Your objective | Give the entries back exactly, dropping each image.

***** Data *****

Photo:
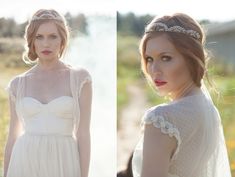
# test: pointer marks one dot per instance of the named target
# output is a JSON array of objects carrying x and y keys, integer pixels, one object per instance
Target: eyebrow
[
  {"x": 48, "y": 34},
  {"x": 160, "y": 54}
]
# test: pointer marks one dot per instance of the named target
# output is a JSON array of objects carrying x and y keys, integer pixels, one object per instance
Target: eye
[
  {"x": 149, "y": 59},
  {"x": 53, "y": 36},
  {"x": 39, "y": 37},
  {"x": 166, "y": 58}
]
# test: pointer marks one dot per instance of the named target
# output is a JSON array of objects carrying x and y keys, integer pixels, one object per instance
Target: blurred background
[
  {"x": 92, "y": 46},
  {"x": 135, "y": 95}
]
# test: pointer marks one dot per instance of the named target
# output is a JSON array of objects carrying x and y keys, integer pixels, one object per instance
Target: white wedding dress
[
  {"x": 195, "y": 124},
  {"x": 47, "y": 147}
]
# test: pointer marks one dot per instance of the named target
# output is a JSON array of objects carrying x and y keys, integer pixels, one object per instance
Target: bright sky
[
  {"x": 215, "y": 10},
  {"x": 21, "y": 10}
]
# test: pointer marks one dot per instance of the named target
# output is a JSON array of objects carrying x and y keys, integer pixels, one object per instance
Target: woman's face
[
  {"x": 166, "y": 66},
  {"x": 47, "y": 42}
]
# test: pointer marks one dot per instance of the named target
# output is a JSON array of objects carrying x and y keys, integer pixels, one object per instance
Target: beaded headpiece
[
  {"x": 161, "y": 27},
  {"x": 50, "y": 15}
]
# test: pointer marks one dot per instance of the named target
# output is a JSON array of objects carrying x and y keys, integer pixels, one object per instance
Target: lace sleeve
[
  {"x": 86, "y": 79},
  {"x": 11, "y": 89},
  {"x": 165, "y": 126}
]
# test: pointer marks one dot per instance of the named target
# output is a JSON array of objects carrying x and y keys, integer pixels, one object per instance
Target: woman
[
  {"x": 184, "y": 137},
  {"x": 50, "y": 107}
]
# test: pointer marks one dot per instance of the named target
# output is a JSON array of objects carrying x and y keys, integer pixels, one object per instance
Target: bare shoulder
[{"x": 81, "y": 72}]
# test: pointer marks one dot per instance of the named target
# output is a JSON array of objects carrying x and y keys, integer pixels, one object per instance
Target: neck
[
  {"x": 49, "y": 66},
  {"x": 186, "y": 90}
]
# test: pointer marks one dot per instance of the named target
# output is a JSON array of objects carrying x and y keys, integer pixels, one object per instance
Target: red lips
[
  {"x": 159, "y": 83},
  {"x": 46, "y": 52}
]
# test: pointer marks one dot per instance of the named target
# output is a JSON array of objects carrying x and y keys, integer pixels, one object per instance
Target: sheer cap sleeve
[
  {"x": 78, "y": 78},
  {"x": 12, "y": 88},
  {"x": 165, "y": 124}
]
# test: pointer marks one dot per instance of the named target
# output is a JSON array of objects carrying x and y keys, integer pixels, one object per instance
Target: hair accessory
[
  {"x": 161, "y": 27},
  {"x": 47, "y": 15}
]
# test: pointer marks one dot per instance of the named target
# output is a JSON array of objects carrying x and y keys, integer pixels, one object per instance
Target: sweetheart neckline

*****

Answer for the task |
Photo:
# test: pointer marks one dot per instance of the named target
# output is a JSON array of objects carrying x and y keys, integer pixels, one object per instance
Target: eyebrow
[
  {"x": 48, "y": 34},
  {"x": 160, "y": 54}
]
# test: pointer marks one dot per instance of the named target
# output is a JSON array of objects carrying x and y keys, integer pixels, one object per instance
Target: eye
[
  {"x": 149, "y": 59},
  {"x": 53, "y": 36},
  {"x": 39, "y": 37},
  {"x": 166, "y": 58}
]
# test: pointer marks one dot per instance of the named target
# output is a JSON array of objects carrying x and y keys, integer pixels, one object per instance
Target: blurred background
[
  {"x": 92, "y": 46},
  {"x": 135, "y": 95}
]
# test: pointer marks one dot per instance of the named target
# output is a JSON array of objects carrying x and y keys, integer pixels, one object per instance
Target: white wedding dress
[
  {"x": 195, "y": 124},
  {"x": 47, "y": 147}
]
# test: pointer marks one dot per instance of the named target
# output is a JSON array of objects carrying x and y keys, integer pixels, one object per instance
Target: bright sky
[
  {"x": 215, "y": 10},
  {"x": 21, "y": 10}
]
# test: pointer marks one dot per instance of the named target
# output is a JSON array of objects carrying x and y keys, integer pixels, one object per instance
Target: woman's face
[
  {"x": 166, "y": 66},
  {"x": 47, "y": 42}
]
# test: pointer marks one dot per instance of the named target
# output is a JSON array of objects carrying x and y keys, integer pixels, one object per instance
Target: beaded headpiece
[
  {"x": 161, "y": 27},
  {"x": 50, "y": 15}
]
# test: pointer marks one dot per instance of the named target
# output is a JSON array of objects carrying x and y keys, integer pixels, one object per instance
Target: lace sleeve
[
  {"x": 86, "y": 79},
  {"x": 11, "y": 89},
  {"x": 165, "y": 126}
]
# test: pointer marks one dot per instance of the named target
# output is a JSON array of objects carrying x and y keys, integer pixels, one object per instance
Target: woman
[
  {"x": 184, "y": 137},
  {"x": 50, "y": 107}
]
# test: pointer marks one dot per instance of the named target
# output is a JSON array of objects carrying x and y keys, integer pixels, one object per instance
Target: bare shoulder
[{"x": 81, "y": 72}]
# test: pointer marks one dot per instance of the named target
# output is a JSON array of objects carrying x and y keys, integer pixels, one object per instance
Target: neck
[
  {"x": 49, "y": 66},
  {"x": 186, "y": 90}
]
# test: pointer marks one dot per instance of the named target
# output is a JSON array of objects carrying x and y keys, integer pixels, one object per instance
Target: red lips
[
  {"x": 159, "y": 83},
  {"x": 46, "y": 52}
]
# test: pointer marks one dot per instance of the named target
# output is a JSON array of objects carrying x and y keys, integer pixels, one object per instance
Target: sheer cap sleeve
[
  {"x": 78, "y": 78},
  {"x": 12, "y": 88},
  {"x": 165, "y": 124}
]
# test: pointer marks one dot per instance of the named target
# output is a JSON array of objects carrying x and y keys, integer pixels, one object per instance
Target: hair accessory
[
  {"x": 161, "y": 27},
  {"x": 47, "y": 15}
]
# test: pointer marks one dot per instance of the named target
# output is a JSON array of objects carrying x and y keys, integer pixels, one object per instance
Target: sweetheart neckline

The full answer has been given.